DIRECTIVE: Retype the entries below, starting at the very beginning and ending with the line that contains "M 102 24 L 117", including both ends. Leave any pictures out of your copy.

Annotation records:
-*-*-

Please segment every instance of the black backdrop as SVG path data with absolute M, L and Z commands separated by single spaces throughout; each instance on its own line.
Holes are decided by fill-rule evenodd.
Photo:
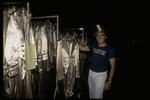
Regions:
M 102 24 L 117 58 L 112 88 L 104 98 L 144 96 L 146 3 L 40 1 L 30 4 L 33 17 L 59 15 L 60 29 L 84 27 L 91 43 L 94 26 Z

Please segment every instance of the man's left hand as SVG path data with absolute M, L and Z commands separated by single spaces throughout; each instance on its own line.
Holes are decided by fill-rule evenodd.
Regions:
M 106 82 L 104 86 L 104 91 L 108 91 L 110 87 L 111 87 L 111 84 L 109 82 Z

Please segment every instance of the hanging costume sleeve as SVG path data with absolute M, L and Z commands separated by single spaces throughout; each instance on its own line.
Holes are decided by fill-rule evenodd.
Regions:
M 62 63 L 62 40 L 57 42 L 57 60 L 56 60 L 56 78 L 64 79 L 63 63 Z
M 79 44 L 75 47 L 75 64 L 76 64 L 76 78 L 80 78 L 80 67 L 79 67 Z

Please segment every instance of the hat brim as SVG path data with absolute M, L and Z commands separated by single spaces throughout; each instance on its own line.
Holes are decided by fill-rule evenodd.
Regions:
M 97 35 L 98 33 L 101 33 L 101 32 L 104 32 L 104 31 L 105 31 L 105 30 L 97 31 L 93 36 L 96 37 L 96 35 Z

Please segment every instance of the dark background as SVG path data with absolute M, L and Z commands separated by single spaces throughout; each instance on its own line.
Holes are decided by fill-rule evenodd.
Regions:
M 60 29 L 84 27 L 88 43 L 94 42 L 96 24 L 108 34 L 107 43 L 115 49 L 116 72 L 104 98 L 144 97 L 146 86 L 146 33 L 143 2 L 30 2 L 33 17 L 59 15 Z M 86 66 L 85 66 L 86 67 Z M 85 87 L 83 97 L 88 98 Z

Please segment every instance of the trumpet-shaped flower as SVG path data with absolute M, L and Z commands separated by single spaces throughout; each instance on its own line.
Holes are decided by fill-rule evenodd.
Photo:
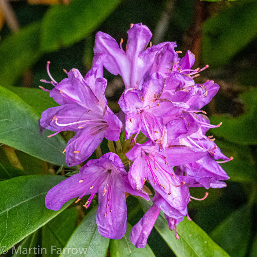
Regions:
M 84 196 L 91 194 L 84 206 L 88 208 L 98 193 L 96 223 L 99 233 L 104 237 L 118 239 L 126 230 L 125 192 L 149 199 L 147 194 L 132 188 L 121 159 L 115 154 L 109 153 L 99 159 L 90 160 L 80 173 L 50 189 L 46 197 L 46 206 L 56 210 L 70 199 L 78 197 L 77 202 Z

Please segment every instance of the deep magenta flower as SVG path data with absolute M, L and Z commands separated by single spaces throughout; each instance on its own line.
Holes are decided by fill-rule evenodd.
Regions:
M 174 230 L 177 239 L 179 237 L 177 233 L 177 225 L 183 220 L 184 216 L 187 215 L 186 207 L 183 211 L 178 210 L 171 206 L 156 191 L 152 200 L 153 204 L 131 229 L 129 238 L 137 248 L 143 248 L 146 245 L 148 237 L 161 210 L 164 212 L 169 229 L 172 231 Z
M 160 152 L 150 141 L 136 143 L 126 154 L 133 161 L 128 172 L 132 187 L 142 190 L 148 178 L 156 191 L 173 208 L 184 210 L 189 201 L 189 191 L 184 181 L 177 177 L 172 167 L 190 163 L 202 158 L 210 149 L 199 150 L 183 145 L 168 146 Z
M 57 210 L 70 199 L 78 197 L 77 202 L 84 196 L 91 194 L 84 205 L 87 208 L 98 193 L 96 223 L 99 233 L 104 237 L 119 239 L 126 230 L 125 192 L 149 200 L 147 194 L 132 188 L 121 159 L 115 154 L 109 153 L 99 159 L 90 160 L 80 173 L 50 189 L 46 197 L 46 206 Z
M 135 139 L 141 131 L 161 151 L 164 150 L 167 142 L 163 117 L 177 112 L 181 107 L 186 107 L 183 103 L 172 103 L 160 99 L 165 83 L 162 73 L 153 73 L 143 84 L 141 90 L 125 90 L 118 102 L 126 114 L 126 139 L 136 133 Z
M 97 61 L 99 59 L 96 60 L 89 75 L 86 75 L 89 84 L 76 69 L 70 71 L 68 78 L 57 84 L 52 83 L 54 88 L 50 96 L 60 106 L 50 108 L 42 114 L 41 126 L 57 132 L 49 136 L 63 130 L 76 132 L 64 151 L 69 167 L 87 159 L 104 137 L 117 140 L 122 127 L 121 122 L 107 106 L 104 96 L 107 81 L 103 78 L 95 78 L 100 65 Z
M 114 75 L 122 77 L 126 89 L 140 88 L 145 79 L 150 73 L 155 54 L 167 42 L 147 48 L 152 34 L 148 28 L 141 23 L 132 24 L 127 32 L 126 51 L 122 49 L 122 39 L 119 47 L 115 39 L 105 33 L 99 32 L 95 36 L 94 48 L 95 54 L 105 54 L 104 67 Z M 170 42 L 174 47 L 174 42 Z

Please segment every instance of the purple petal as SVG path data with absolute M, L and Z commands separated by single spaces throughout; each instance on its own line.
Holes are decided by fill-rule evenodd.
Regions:
M 111 198 L 108 208 L 107 196 L 102 195 L 104 185 L 100 187 L 98 191 L 99 205 L 96 212 L 98 232 L 104 237 L 119 239 L 123 237 L 126 228 L 127 205 L 122 184 L 118 180 L 113 180 L 110 185 Z M 111 189 L 109 188 L 108 190 Z
M 191 72 L 189 71 L 183 72 L 183 70 L 191 69 L 191 67 L 194 65 L 195 60 L 195 55 L 188 50 L 185 56 L 181 58 L 178 65 L 178 66 L 180 66 L 180 69 L 182 70 L 181 71 L 181 73 L 188 74 Z
M 81 183 L 79 182 L 83 178 L 80 173 L 75 174 L 51 188 L 46 196 L 47 208 L 58 210 L 70 199 L 79 197 L 84 193 L 85 194 L 90 193 L 92 181 L 85 179 Z
M 98 132 L 92 126 L 78 131 L 67 144 L 65 160 L 68 166 L 79 164 L 85 161 L 102 142 L 105 133 L 104 130 Z M 78 153 L 74 152 L 78 151 Z
M 171 43 L 166 44 L 156 54 L 151 73 L 158 71 L 169 76 L 173 70 L 174 64 L 179 60 L 174 47 Z
M 131 229 L 129 239 L 137 248 L 143 248 L 146 245 L 147 239 L 160 210 L 153 204 Z

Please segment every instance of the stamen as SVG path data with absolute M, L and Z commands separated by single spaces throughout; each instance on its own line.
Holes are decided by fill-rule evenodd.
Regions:
M 104 196 L 104 195 L 105 194 L 105 193 L 106 192 L 107 190 L 106 189 L 104 189 L 103 190 L 103 192 L 102 193 L 102 196 Z
M 46 89 L 44 88 L 43 88 L 42 86 L 39 86 L 39 88 L 41 88 L 43 91 L 46 91 L 46 92 L 50 92 L 51 91 L 49 90 L 48 89 Z
M 123 49 L 122 49 L 122 43 L 123 43 L 123 39 L 122 38 L 121 39 L 121 43 L 120 43 L 120 47 L 121 48 L 121 50 L 123 50 Z
M 228 160 L 227 160 L 226 161 L 222 161 L 221 162 L 216 161 L 218 163 L 225 163 L 225 162 L 229 162 L 230 161 L 232 161 L 232 160 L 234 159 L 234 158 L 233 156 L 232 156 Z
M 205 195 L 204 196 L 204 197 L 203 197 L 202 198 L 196 198 L 195 197 L 193 197 L 193 196 L 190 196 L 190 198 L 192 198 L 192 199 L 194 199 L 195 200 L 197 200 L 197 201 L 203 201 L 203 200 L 204 200 L 204 199 L 207 197 L 207 196 L 209 194 L 209 193 L 207 193 L 207 192 L 205 193 Z
M 54 80 L 54 79 L 52 76 L 51 75 L 51 74 L 50 74 L 50 72 L 49 70 L 49 65 L 50 64 L 50 61 L 48 61 L 47 62 L 47 74 L 48 75 L 48 76 L 49 76 L 49 78 L 54 81 L 54 83 L 56 83 L 56 84 L 58 84 L 58 82 L 56 82 L 56 81 Z

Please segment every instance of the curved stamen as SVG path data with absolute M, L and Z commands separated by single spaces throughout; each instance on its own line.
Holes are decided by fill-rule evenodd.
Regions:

-*-*-

RESPONSE TO THIS EXERCISE:
Please segment every instance of the black backdrop as SVG path data with absolute M, L and Z commands separated by single spaces throughout; each instance on its own line.
Holes are decided by fill-rule evenodd.
Photo:
Regions:
M 102 24 L 117 58 L 112 88 L 104 98 L 144 96 L 146 3 L 40 1 L 30 4 L 33 17 L 59 15 L 60 29 L 84 27 L 91 43 L 94 26 Z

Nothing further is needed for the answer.